#### Text section:
^^^^

The power of a factorial experiment depends on the overall sample size per level of each factor, not the number of experimental conditions or the number of subjects in each condition (except to the extent that these impact overall per-level sample size). Scientists whose backgrounds are primarily in designs like the RCT often find this counterintuitive.

Read an informal introduction to factorial experiments aimed at those with a background in the RCT.

The only reason to conduct a factorial experiment is to test for interactions between factors.

Even if it were somehow known with certainty that there were no interactions between factors, a factorial experiment might still be attractive if it required fewer research subjects than the alternatives being considered.

In fact, in some ways not expecting any interactions is an ideal scenario for the use of factorial designs, because it provides a great justification for the use of extremely efficient fractional factorial designs. (A brief introduction to fractional factorial designs can be found in Collins, Dziak, & Li, 2009; and Chapter 5 of Collins, 2018.)

There is always less statistical power for interactions than for main effects in a factorial ANOVA. Power decreases as the order of the interaction increases.

When effect coding is used in a 2k design, statistical power is the same for all regression coefficients of the same size (assuming equal ns across experimental conditions, approximately equal otherwise), whether they correspond to main effects or interactions, and irrespective of the order of the interaction.

Of course the effect sizes for interactions may be smaller than those for the main effects in a given study, and the effect sizes for higher-order interactions may be smaller than those for lower-order interactions. (This is consistent with the sparsity, or Pareto, principle in engineering.) If that is the case, then the power will be lower for the smaller effect sizes. But the lower power is due to the smaller effect size, not to anything inherent about interactions or the use of a factorial design.

Note that the regression coefficient is not the only way to express the effect size of an interaction. This is explained in Chapter 4 of Collins (2018).

Any interaction between factors necessarily makes interpretation of main effects impossible.

Whereas it is always important to consider interactions thoughtfully when interpreting main effects, when effect coding is used in a balanced factorial experiment, the main effects are interpretable whether or not there are interactions.

We recommend use of effect (-1,1) coding for component selection experiments in MOST. When effect coding is used and there are equal ns per condition, main effects and interactions are uncorrelated. This makes main effects more readily interpretable.

When dummy (0,1) coding is used many of the effects being tested are highly correlated. This can lead to interpretational difficulties.

Dummy coding and effect coding produce estimates of different effects, and thus the ANOVA results must be interpreted differently. For a detailed explanation, please see the Kugler et al. (2018).


Collins, L.M. (2018). Optimization of behavioral, biobehavioral, and biomedical interventions: The multiphase optimization strategy (MOST). New York: Springer.

Collins, L. M., Baker, T. B., Mermelstein, R. J., Piper, M. E., Jorenby, D. E., Smith, S. S., Schlam, T. R., Cook, J. W., & Fiore, M. C. (2011). The multiphase optimization strategy for engineering effective tobacco use interventions. Annals of Behavioral Medicine, 41, 208-226.

Collins, L. M., Dziak, J. D., Kugler, K. C., & Trail, J. B. (2014). Factorial experiments: Efficient tools for evaluation of intervention components. American Journal of Preventive Medicine, 47, 498-504.

Collins, L. M., Dziak, J. J., & Li, R. (2009). Design of experiments with multiple independent variables: A resource management perspective on complete and reduced factorial designs. Psychological Methods, 14, 202-224.

Kugler, K.C., Dziak, J.J., & Trail, J. (2018). Coding and interpretation of effects in analysis of data from a factorial experiment. In Collins, L. M., & Kugler, K. C. (Eds.), Optimization of behavioral, biobehavioral, and biomedical interventions: Advanced topics. New York: Springer.

^^^^

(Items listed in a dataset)
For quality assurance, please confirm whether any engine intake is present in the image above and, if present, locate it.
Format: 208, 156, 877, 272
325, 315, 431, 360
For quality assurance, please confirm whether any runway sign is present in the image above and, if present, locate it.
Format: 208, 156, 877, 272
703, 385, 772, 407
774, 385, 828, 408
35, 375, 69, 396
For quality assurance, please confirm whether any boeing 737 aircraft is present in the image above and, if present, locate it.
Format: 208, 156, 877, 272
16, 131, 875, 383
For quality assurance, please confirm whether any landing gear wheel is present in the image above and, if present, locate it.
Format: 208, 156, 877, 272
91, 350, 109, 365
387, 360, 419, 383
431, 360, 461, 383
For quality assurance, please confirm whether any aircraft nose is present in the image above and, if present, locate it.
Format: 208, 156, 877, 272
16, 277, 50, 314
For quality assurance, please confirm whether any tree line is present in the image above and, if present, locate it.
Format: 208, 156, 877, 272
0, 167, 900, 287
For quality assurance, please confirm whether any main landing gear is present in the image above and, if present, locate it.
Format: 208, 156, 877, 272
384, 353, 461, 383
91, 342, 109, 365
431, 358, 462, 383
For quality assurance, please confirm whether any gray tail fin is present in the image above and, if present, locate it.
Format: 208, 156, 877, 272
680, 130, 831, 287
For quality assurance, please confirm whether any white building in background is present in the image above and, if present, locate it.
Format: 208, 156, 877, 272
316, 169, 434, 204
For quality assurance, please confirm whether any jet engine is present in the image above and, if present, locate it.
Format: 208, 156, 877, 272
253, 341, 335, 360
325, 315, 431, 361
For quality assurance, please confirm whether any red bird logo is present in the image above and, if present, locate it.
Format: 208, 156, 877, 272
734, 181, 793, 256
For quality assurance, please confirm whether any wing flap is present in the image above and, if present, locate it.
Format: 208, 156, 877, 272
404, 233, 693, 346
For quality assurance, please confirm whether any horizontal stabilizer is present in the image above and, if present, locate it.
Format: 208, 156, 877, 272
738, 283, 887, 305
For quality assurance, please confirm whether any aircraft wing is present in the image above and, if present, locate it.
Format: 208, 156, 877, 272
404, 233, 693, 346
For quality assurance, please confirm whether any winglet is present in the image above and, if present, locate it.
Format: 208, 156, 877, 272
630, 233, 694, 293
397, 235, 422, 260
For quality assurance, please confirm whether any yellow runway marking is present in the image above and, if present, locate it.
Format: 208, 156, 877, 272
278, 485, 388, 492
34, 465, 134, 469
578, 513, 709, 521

^^^^

#### Task 1:
Using the text on factorial experiments, decide whether each statement agrees with it: (a) the power of a factorial experiment depends on the number of experimental conditions; (b) dummy coding leaves many of the tested effects highly correlated; (c) effect coding is recommended for component selection experiments in MOST. For each, give yes or no and quote the deciding words.
#### Task 2:
List every journal named in the reference list of the text on factorial experiments.
#### Task 3:
Update the stretch of the text on factorial experiments from "The power of" through "alternatives being considered.", replacing "subjects" with "participants".

#### Answer 1:
(a) No: "depends on the overall sample size per level of each factor, not the number of experimental conditions"
(b) Yes: "When dummy (0,1) coding is used many of the effects being tested are highly correlated."
(c) Yes: "We recommend use of effect (-1,1) coding for component selection experiments in MOST."

#### Answer 2:
Annals of Behavioral Medicine
American Journal of Preventive Medicine
Psychological Methods

#### Answer 3:
The power of a factorial experiment depends on the overall sample size per level of each factor, not the number of experimental conditions or the number of participants in each condition (except to the extent that these impact overall per-level sample size). Scientists whose backgrounds are primarily in designs like the RCT often find this counterintuitive.

Read an informal introduction to factorial experiments aimed at those with a background in the RCT.

The only reason to conduct a factorial experiment is to test for interactions between factors.

Even if it were somehow known with certainty that there were no interactions between factors, a factorial experiment might still be attractive if it required fewer research participants than the alternatives being considered.